BEGIN Data provided

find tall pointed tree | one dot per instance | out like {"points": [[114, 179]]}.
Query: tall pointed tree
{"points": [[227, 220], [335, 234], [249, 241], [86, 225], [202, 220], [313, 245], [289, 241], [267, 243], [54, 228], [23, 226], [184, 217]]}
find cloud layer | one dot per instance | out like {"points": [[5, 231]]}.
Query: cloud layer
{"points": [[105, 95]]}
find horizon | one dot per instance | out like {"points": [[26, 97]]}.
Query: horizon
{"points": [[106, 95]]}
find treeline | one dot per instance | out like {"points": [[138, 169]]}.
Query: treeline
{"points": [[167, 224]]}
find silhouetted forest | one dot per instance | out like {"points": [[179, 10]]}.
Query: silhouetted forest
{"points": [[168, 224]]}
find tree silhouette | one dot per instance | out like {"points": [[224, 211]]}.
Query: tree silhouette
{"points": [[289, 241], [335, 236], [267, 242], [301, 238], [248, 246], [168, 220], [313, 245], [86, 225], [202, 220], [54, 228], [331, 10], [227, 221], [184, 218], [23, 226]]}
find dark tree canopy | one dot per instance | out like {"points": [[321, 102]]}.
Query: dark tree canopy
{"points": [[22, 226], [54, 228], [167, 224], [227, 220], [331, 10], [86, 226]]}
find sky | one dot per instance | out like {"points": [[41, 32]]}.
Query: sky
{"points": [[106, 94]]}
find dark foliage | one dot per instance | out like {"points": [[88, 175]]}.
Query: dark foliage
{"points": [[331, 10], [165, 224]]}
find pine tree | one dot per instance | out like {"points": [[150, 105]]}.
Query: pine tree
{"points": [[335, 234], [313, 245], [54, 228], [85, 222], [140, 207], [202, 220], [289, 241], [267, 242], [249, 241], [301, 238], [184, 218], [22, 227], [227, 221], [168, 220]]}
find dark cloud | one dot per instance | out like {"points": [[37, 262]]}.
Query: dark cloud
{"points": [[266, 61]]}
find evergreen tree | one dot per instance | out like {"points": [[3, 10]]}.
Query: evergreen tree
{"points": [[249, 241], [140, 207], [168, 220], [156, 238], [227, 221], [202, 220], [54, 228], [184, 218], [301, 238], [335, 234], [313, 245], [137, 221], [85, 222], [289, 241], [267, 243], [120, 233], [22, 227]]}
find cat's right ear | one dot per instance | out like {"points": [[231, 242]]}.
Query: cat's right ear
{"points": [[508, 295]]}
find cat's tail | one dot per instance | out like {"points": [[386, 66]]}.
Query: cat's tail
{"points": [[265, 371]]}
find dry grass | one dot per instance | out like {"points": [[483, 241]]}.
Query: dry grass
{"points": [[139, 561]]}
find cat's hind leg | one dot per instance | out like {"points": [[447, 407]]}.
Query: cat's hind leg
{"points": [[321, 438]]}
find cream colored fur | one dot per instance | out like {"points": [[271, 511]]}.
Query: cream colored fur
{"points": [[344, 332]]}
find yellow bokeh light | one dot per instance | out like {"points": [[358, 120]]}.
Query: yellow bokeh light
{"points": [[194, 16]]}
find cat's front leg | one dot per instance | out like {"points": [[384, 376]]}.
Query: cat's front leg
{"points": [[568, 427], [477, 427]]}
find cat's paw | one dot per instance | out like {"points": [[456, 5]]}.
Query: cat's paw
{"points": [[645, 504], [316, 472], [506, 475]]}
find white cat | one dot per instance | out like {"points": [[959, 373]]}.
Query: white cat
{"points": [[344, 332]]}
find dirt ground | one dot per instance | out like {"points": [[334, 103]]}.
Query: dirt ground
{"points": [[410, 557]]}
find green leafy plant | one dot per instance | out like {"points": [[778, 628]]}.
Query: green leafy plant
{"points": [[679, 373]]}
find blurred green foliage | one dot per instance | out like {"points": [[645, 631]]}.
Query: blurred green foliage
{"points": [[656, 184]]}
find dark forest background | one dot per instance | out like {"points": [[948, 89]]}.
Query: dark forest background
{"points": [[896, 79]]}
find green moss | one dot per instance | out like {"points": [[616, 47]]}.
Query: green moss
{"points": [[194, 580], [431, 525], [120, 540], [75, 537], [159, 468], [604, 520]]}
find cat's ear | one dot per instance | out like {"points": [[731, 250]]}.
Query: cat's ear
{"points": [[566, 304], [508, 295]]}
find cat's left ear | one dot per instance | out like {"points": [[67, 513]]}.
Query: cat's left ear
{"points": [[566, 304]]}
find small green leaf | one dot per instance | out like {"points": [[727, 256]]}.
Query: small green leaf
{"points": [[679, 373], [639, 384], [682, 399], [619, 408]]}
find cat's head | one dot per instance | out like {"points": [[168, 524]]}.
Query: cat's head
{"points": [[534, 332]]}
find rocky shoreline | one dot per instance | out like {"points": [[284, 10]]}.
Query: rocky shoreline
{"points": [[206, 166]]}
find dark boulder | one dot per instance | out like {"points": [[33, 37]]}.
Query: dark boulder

END Data provided

Task requirements: Within the data above, the span starting at the line containing "find horizon |" and ending at the line containing "find silhouetted forest" is to be retyped exactly, with no other lines.

Completed exercise:
find horizon | one dot per instance | out like {"points": [[26, 97]]}.
Query: horizon
{"points": [[106, 95]]}
find treeline | one dot per instance | out like {"points": [[138, 169]]}.
Query: treeline
{"points": [[167, 224]]}
find silhouetted forest | one dot per instance | out like {"points": [[179, 10]]}.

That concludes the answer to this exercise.